+++ Data for this task

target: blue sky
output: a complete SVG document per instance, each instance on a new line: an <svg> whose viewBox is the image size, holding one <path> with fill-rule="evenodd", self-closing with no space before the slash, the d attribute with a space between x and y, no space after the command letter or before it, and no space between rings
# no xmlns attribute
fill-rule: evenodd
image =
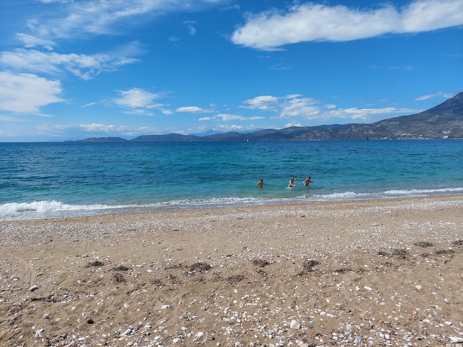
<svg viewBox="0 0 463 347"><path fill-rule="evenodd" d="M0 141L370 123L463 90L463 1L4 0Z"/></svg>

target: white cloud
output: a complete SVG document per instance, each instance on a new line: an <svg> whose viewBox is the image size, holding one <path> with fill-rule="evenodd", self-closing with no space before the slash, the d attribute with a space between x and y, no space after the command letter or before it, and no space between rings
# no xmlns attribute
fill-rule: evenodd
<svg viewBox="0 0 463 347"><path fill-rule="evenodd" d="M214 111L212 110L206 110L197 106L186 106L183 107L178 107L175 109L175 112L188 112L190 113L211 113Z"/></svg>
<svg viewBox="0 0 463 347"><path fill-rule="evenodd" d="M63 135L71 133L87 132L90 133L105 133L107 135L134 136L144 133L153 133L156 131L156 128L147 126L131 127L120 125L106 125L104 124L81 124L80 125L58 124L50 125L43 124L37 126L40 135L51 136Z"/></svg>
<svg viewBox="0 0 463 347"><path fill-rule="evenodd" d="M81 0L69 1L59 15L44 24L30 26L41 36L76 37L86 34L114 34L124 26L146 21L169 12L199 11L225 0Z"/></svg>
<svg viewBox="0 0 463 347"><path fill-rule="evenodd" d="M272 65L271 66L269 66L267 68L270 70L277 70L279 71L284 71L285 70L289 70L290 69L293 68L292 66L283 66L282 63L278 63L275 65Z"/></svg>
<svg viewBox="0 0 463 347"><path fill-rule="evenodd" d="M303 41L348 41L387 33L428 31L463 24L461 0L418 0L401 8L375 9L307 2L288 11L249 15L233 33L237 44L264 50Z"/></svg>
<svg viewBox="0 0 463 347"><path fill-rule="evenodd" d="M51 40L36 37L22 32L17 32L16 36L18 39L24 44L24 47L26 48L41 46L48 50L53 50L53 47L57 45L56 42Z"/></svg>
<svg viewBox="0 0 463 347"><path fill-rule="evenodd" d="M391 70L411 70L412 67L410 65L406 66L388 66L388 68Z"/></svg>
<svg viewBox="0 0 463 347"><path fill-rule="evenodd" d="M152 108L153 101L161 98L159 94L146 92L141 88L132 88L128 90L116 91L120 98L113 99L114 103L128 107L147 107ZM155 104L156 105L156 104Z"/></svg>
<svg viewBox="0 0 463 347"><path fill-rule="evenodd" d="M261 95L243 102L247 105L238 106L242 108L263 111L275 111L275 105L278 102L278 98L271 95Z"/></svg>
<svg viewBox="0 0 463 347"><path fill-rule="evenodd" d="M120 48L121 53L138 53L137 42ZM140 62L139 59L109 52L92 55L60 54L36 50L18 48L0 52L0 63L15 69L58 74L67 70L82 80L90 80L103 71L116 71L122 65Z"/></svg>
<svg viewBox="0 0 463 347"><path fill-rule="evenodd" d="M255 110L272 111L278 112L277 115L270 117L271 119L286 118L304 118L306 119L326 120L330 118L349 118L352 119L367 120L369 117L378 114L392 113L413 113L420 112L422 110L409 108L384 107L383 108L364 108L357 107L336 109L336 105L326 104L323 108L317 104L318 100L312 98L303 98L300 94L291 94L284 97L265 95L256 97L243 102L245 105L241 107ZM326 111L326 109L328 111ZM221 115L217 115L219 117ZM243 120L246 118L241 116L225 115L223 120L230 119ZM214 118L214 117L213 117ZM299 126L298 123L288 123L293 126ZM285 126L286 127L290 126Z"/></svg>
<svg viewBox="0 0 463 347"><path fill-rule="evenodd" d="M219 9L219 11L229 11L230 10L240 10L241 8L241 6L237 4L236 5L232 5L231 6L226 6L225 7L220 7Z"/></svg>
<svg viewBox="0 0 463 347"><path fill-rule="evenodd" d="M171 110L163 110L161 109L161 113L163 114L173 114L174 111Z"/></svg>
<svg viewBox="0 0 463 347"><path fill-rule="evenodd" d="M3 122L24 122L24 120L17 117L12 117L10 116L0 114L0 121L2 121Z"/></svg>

++++++

Lay out every line of the entries above as a Markdown table with the columns Row and Line, leaving out blank lines. Don't include the pictures.

* Result
| Row | Line |
|---|---|
| 1 | target: blue sky |
| 2 | output: a complete SVG document per instance, each instance on a new line: an <svg> whose viewBox is the image size, holding one <path> with fill-rule="evenodd", self-closing with no space before the slash, the d attribute with a space between x and y, no space after the command letter or before it, and no space between rings |
| 3 | # no xmlns attribute |
| 4 | fill-rule: evenodd |
| 5 | image = |
| 6 | <svg viewBox="0 0 463 347"><path fill-rule="evenodd" d="M0 141L370 123L463 90L463 1L4 0Z"/></svg> |
| 7 | target: white cloud |
| 8 | output: a complete SVG document per instance, each instance on a new line: an <svg> whose viewBox is the image size, holding one <path> with fill-rule="evenodd", self-closing with no space before the slash, the d attribute with a space between x and y, no space after the command letter or before it, and no space between rings |
| 9 | # no xmlns attribute |
| 10 | fill-rule: evenodd |
| 11 | <svg viewBox="0 0 463 347"><path fill-rule="evenodd" d="M214 111L212 110L206 110L197 106L186 106L183 107L178 107L175 109L175 112L188 112L190 113L211 113Z"/></svg> |
| 12 | <svg viewBox="0 0 463 347"><path fill-rule="evenodd" d="M63 135L71 133L87 132L90 133L105 133L107 135L134 136L144 133L153 133L156 131L156 128L147 126L131 127L120 125L106 125L104 124L81 124L80 125L58 124L50 125L43 124L37 126L40 135L51 136Z"/></svg> |
| 13 | <svg viewBox="0 0 463 347"><path fill-rule="evenodd" d="M81 0L69 1L59 15L44 24L30 26L41 36L76 37L86 34L114 34L124 26L146 21L169 12L199 11L225 0Z"/></svg> |
| 14 | <svg viewBox="0 0 463 347"><path fill-rule="evenodd" d="M272 65L271 66L269 66L267 68L270 70L277 70L279 71L284 71L285 70L289 70L290 69L293 68L292 66L283 66L282 63L278 63L275 65Z"/></svg> |
| 15 | <svg viewBox="0 0 463 347"><path fill-rule="evenodd" d="M303 41L348 41L387 33L428 31L463 24L461 0L418 0L401 8L375 9L307 2L288 11L249 15L233 33L237 44L264 50Z"/></svg> |
| 16 | <svg viewBox="0 0 463 347"><path fill-rule="evenodd" d="M51 40L36 37L22 32L17 32L16 36L18 39L24 44L24 47L26 48L41 46L48 50L53 50L53 47L57 45L56 42Z"/></svg> |
| 17 | <svg viewBox="0 0 463 347"><path fill-rule="evenodd" d="M391 70L411 70L412 67L410 65L406 66L388 66L388 68Z"/></svg> |
| 18 | <svg viewBox="0 0 463 347"><path fill-rule="evenodd" d="M152 108L153 101L161 98L159 94L146 92L141 88L132 88L128 90L116 91L120 98L113 99L114 103L128 107L147 107ZM155 104L156 105L156 104Z"/></svg> |
| 19 | <svg viewBox="0 0 463 347"><path fill-rule="evenodd" d="M261 95L243 102L247 105L238 106L242 108L263 111L275 111L275 105L278 102L278 98L271 95Z"/></svg> |
| 20 | <svg viewBox="0 0 463 347"><path fill-rule="evenodd" d="M120 48L121 53L138 53L137 42ZM140 62L139 59L109 52L92 55L60 54L36 50L18 48L0 52L0 63L15 69L58 74L67 70L82 80L90 80L103 71L116 71L122 65Z"/></svg> |
| 21 | <svg viewBox="0 0 463 347"><path fill-rule="evenodd" d="M255 110L272 111L278 112L277 115L270 117L271 119L286 118L304 118L306 119L326 120L330 118L349 118L352 119L367 120L369 117L378 114L392 113L413 113L420 112L422 110L409 108L384 107L383 108L364 108L357 107L336 109L336 105L326 104L323 108L317 104L318 100L312 98L303 98L300 94L291 94L284 97L265 95L256 97L243 102L245 105L241 107ZM326 111L326 109L328 111ZM221 115L217 115L219 117ZM243 120L246 118L241 116L225 115L223 120L230 119ZM214 118L214 117L213 117ZM299 126L298 123L288 123L293 126ZM285 126L286 127L290 126Z"/></svg> |
| 22 | <svg viewBox="0 0 463 347"><path fill-rule="evenodd" d="M219 9L219 11L229 11L230 10L240 10L241 8L241 6L237 4L236 5L232 5L231 6L226 6L225 7L220 7Z"/></svg> |
| 23 | <svg viewBox="0 0 463 347"><path fill-rule="evenodd" d="M171 110L163 110L161 109L161 113L163 114L173 114L174 111Z"/></svg> |
| 24 | <svg viewBox="0 0 463 347"><path fill-rule="evenodd" d="M3 122L24 122L24 120L17 117L12 117L10 116L0 114L0 121L2 121Z"/></svg> |